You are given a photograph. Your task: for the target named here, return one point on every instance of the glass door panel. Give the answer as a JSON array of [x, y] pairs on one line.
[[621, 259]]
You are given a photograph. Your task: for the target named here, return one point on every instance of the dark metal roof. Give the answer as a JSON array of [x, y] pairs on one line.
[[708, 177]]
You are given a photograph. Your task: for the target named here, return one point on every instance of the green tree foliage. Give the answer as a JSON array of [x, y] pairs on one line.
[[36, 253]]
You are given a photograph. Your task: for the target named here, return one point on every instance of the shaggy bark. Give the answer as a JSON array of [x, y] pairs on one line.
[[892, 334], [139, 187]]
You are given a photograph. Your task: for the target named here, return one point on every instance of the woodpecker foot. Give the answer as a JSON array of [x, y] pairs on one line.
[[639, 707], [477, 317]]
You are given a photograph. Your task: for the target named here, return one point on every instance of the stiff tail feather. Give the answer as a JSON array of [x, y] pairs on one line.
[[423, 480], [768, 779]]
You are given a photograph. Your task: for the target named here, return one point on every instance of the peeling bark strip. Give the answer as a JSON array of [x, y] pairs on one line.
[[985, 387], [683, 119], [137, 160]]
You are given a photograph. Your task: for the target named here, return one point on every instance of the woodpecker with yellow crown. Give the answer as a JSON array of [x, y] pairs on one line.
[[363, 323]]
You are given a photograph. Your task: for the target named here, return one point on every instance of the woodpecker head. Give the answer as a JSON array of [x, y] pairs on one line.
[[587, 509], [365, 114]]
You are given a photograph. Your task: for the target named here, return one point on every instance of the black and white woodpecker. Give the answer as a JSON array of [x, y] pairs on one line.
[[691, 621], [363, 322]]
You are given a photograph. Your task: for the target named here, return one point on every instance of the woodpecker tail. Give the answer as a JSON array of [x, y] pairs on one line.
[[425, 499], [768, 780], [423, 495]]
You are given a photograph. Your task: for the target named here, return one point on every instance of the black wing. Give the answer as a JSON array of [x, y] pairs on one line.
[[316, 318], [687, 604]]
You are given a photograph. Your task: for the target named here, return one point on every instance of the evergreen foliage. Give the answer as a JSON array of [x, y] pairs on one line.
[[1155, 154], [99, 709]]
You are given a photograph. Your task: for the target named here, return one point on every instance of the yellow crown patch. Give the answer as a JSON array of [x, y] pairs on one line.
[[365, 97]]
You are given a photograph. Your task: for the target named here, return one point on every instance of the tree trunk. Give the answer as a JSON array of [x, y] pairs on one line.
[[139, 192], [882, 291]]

# # # # # # #

▶ CHALLENGE
Render every line above as a two-column CSV with the header instruction,points and one row per line paired with its answer. Put each value in a single quoted field, with any line breaks replaced by spaces.

▶ IN RESPONSE
instruction,points
"You are given a photograph. Your task: for the target named here, return one point on every instance of the glass door panel. Give the answer as a JSON array of [x, y] pairs on one line.","[[621, 259]]"
"You are given a photograph. Your task: for the target named here, return one point on every instance of the dark metal roof. Give the answer as a JSON array of [x, y] pairs on one line.","[[708, 177]]"
"You are given a photograph. Your task: for the target named here, return one point on every instance of the green tree foliage. Give the answer as a JSON array of [x, y] pairs on one line.","[[36, 253]]"
"You are given a photograph. Your task: for the target named here, return one point on every instance of the shaggy bark. Give the answer as a JSON array of [x, y] pairs on one line.","[[892, 334], [139, 187]]"
"You are given a photograph. Your task: for the target named here, return one point on every instance of the woodpecker foot. Give the answer as a JSON array of [x, y] pairs on one line.","[[639, 707], [477, 317]]"
"You are given a photograph. Your task: for the target named here, return one point on every instance of the stiff tail feather. Give the answer as a JSON array of [x, y] pairs on one line.","[[423, 480], [768, 779]]"
"You are given a photograph. Your task: for the target named here, return one point on every instance of the peeling bark strip. Give the answer as a JSON array of [x, y] pairs on one line.","[[985, 387], [683, 119], [137, 160]]"
"You are given a photograph. Your task: for the target named here, return one point on every instance of the woodpecker with yellow crown. Give the answer as a JSON array of [x, y] pairs on one line.","[[363, 323]]"
"You are given a photograph. Your task: for the target named here, return one point on every instance of the woodpecker head. Give the answer as a JSON array of [x, y] pairs on one line.","[[587, 509], [365, 114]]"
"You are given a photograph. Your task: for the target named here, return one point on every instance of the black and white woodpecker. Give the answer as a JSON array of [x, y] pairs on one line.","[[691, 621], [363, 322]]"
"You are given a photograph. Your task: for the target named here, return one point on every instance of the woodpecker tail. Give the answer as a JSON array of [x, y] pairs on one line.","[[425, 499], [768, 780], [423, 495]]"
"You are given a photograph. Your task: for the target named here, return one point on every instance of the black wing. Give the answer as a JSON array of [x, y] pairs on one line.","[[316, 318], [687, 604]]"
"You are given a photograph. Your task: for the target named here, return one point on every instance of the evergreen foliage. Give the answer as a JSON array of [x, y] pairs on one line.","[[1155, 154], [99, 709]]"
"You are given a photograph. Your task: for the target named here, return one point on every instance of the yellow crown patch. Give the answer as a JSON array of [x, y] pairs on one line.","[[365, 97]]"
"You are given a photograph. Your task: for the target named here, return one point on every instance of the tree trunk. Give the answer as a JSON array of [x, y] pairs on one line.","[[139, 192], [882, 291]]"